WORK REQUEST> Among the lines below, keep only those from the one containing "Target: utility pole" through the one containing "Target: dense treeline", and reproduce them exactly.

─── DATA SUPPLIED ───

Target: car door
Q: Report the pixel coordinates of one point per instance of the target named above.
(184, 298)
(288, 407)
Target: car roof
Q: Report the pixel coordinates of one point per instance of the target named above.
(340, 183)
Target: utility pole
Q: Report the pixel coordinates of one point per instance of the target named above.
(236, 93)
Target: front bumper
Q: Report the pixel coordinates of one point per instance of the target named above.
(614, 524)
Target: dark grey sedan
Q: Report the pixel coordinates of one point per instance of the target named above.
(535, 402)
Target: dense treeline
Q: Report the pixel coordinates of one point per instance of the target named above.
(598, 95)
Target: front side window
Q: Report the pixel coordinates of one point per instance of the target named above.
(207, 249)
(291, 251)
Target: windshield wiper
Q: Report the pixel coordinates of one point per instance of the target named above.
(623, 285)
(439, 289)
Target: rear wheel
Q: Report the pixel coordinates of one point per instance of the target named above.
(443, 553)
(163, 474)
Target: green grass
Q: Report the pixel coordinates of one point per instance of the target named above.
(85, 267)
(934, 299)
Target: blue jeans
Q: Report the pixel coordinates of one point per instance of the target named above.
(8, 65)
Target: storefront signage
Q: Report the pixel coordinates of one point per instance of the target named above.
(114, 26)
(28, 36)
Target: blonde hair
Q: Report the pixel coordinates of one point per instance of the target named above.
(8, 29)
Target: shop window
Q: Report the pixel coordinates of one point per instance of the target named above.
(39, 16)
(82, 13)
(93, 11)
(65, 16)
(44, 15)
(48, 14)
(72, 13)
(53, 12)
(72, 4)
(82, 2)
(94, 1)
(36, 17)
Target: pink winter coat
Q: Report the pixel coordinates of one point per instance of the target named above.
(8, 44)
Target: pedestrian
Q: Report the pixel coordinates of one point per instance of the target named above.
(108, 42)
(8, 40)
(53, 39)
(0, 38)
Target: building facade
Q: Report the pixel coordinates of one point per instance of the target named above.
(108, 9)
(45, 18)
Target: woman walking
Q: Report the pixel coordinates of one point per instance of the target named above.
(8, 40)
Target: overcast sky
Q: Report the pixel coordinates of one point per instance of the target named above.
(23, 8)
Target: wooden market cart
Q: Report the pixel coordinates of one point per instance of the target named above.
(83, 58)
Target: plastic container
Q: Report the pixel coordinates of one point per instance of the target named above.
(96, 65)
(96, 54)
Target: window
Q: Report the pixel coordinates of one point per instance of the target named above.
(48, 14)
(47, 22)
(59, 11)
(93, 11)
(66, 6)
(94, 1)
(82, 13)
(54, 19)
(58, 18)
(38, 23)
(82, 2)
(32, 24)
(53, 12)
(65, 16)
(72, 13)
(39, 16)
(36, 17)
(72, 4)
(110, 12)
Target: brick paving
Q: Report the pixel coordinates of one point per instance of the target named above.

───

SOLUTION BELOW>
Target: utility pole
Q: Report the pixel coordinates of one point per instance of the target named above.
(236, 93)
Target: front bumper
Q: Report the pixel coordinates of one point per instance of the target named above.
(614, 524)
Target: dark grey sedan
Q: Report the pixel coordinates of one point per instance of the target named above.
(535, 402)
Target: dense treeline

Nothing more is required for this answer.